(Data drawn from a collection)

-.-.-

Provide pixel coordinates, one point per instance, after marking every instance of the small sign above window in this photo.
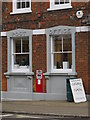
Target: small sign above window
(59, 4)
(21, 6)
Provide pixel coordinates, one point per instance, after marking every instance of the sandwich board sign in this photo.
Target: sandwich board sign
(77, 90)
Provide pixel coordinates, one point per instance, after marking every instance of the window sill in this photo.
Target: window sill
(20, 12)
(59, 8)
(16, 73)
(61, 74)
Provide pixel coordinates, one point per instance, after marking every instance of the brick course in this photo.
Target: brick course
(49, 19)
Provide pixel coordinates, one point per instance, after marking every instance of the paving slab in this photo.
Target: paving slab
(47, 107)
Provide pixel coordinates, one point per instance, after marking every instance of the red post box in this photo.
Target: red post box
(39, 80)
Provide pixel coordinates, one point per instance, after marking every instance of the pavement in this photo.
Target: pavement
(62, 108)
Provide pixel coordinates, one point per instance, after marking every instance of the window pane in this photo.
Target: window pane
(21, 60)
(23, 4)
(66, 1)
(56, 1)
(67, 45)
(25, 45)
(57, 44)
(17, 47)
(62, 61)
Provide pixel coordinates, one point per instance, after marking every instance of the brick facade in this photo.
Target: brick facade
(48, 19)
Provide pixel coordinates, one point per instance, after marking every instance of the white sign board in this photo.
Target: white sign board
(77, 90)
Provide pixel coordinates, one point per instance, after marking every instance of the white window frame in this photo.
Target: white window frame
(53, 6)
(21, 10)
(53, 70)
(20, 69)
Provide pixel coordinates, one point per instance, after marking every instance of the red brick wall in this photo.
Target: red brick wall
(46, 20)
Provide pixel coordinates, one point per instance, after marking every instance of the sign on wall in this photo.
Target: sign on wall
(77, 90)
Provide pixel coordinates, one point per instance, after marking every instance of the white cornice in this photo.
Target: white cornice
(3, 34)
(39, 31)
(42, 31)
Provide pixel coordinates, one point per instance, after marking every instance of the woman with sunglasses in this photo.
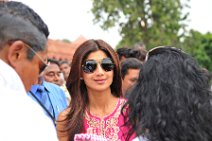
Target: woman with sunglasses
(172, 99)
(94, 83)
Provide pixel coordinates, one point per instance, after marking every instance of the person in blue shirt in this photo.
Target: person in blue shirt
(50, 97)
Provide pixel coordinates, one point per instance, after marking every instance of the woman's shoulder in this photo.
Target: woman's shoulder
(62, 116)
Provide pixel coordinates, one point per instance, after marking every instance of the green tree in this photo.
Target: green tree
(155, 22)
(200, 47)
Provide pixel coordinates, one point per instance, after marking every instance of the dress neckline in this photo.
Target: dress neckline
(106, 116)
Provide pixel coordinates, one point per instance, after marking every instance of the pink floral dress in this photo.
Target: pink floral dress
(110, 127)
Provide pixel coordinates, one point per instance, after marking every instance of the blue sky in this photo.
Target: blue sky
(68, 19)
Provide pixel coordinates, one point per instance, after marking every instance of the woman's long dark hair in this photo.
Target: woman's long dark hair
(172, 99)
(77, 88)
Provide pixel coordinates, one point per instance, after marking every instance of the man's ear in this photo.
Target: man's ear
(16, 53)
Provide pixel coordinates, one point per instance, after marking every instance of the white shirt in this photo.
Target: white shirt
(21, 118)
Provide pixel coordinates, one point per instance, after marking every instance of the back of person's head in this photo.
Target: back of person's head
(123, 53)
(19, 22)
(172, 98)
(130, 63)
(53, 61)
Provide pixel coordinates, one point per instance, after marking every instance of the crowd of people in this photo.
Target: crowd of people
(128, 94)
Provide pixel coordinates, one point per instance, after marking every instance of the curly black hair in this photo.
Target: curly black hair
(171, 100)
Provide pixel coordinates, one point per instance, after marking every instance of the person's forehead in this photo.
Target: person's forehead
(64, 65)
(52, 67)
(97, 55)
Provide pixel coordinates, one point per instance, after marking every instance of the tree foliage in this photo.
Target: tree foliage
(155, 22)
(200, 47)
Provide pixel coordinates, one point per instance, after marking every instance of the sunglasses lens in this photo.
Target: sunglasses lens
(42, 68)
(107, 64)
(89, 66)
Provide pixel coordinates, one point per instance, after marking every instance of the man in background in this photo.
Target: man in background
(65, 68)
(23, 37)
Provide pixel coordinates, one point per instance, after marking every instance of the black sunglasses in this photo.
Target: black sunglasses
(90, 65)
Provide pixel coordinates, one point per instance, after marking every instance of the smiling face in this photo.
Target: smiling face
(99, 80)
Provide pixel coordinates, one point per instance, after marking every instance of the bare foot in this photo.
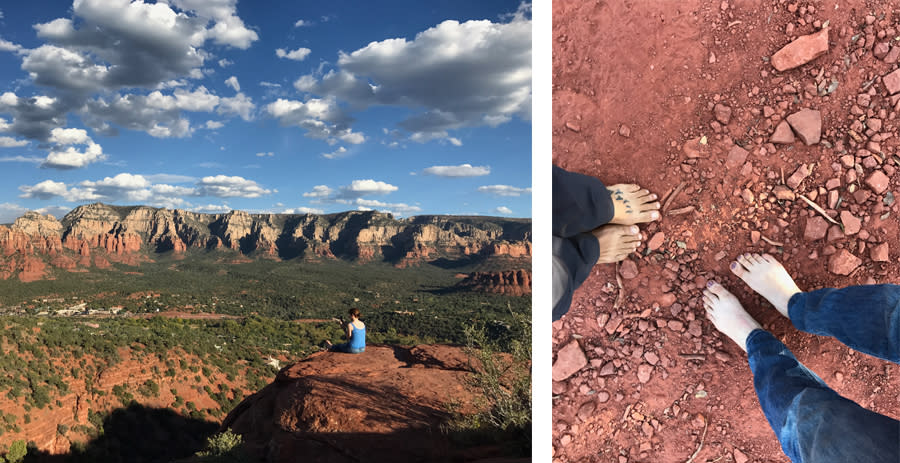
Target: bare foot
(633, 204)
(727, 313)
(616, 242)
(768, 277)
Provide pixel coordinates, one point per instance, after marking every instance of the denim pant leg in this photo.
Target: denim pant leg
(865, 318)
(812, 422)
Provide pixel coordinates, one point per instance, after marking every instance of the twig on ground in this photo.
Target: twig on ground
(818, 209)
(627, 409)
(705, 425)
(773, 243)
(672, 197)
(621, 293)
(682, 210)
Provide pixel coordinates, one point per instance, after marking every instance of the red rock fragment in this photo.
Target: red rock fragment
(880, 253)
(736, 157)
(656, 241)
(816, 228)
(794, 180)
(722, 113)
(843, 262)
(801, 51)
(628, 269)
(569, 360)
(892, 82)
(851, 223)
(878, 181)
(644, 371)
(892, 55)
(783, 134)
(808, 125)
(783, 193)
(881, 49)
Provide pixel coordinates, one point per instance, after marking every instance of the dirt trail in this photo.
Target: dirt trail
(636, 81)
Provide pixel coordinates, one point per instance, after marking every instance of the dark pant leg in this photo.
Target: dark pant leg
(812, 422)
(865, 318)
(580, 204)
(573, 259)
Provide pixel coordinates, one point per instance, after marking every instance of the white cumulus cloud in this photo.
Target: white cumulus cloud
(504, 190)
(482, 68)
(297, 55)
(223, 186)
(9, 142)
(462, 170)
(233, 83)
(338, 153)
(72, 158)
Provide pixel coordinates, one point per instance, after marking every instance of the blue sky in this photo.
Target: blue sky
(211, 105)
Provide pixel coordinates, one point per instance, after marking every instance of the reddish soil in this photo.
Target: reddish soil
(634, 82)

-.-.-

Rewrite the material from the line containing "cloud in this photo." through the end, substituting "red earth" for each "reddish soil" and keeping every other part unchanged.

Provide pixel coordinates, one point per instance, after marking every instance of the white cumulus cloud in this photo.
Target: white cumulus cloud
(504, 190)
(482, 68)
(297, 55)
(223, 186)
(9, 142)
(462, 170)
(233, 83)
(338, 153)
(72, 158)
Provide pixel coordinates, one point per instance, after marking every instance of the blue sky in this photo.
Target: blue sky
(211, 105)
Provide pixel coordinates, one point per instance, after marking every instance of the red earth in this photo.
Target: red earth
(634, 82)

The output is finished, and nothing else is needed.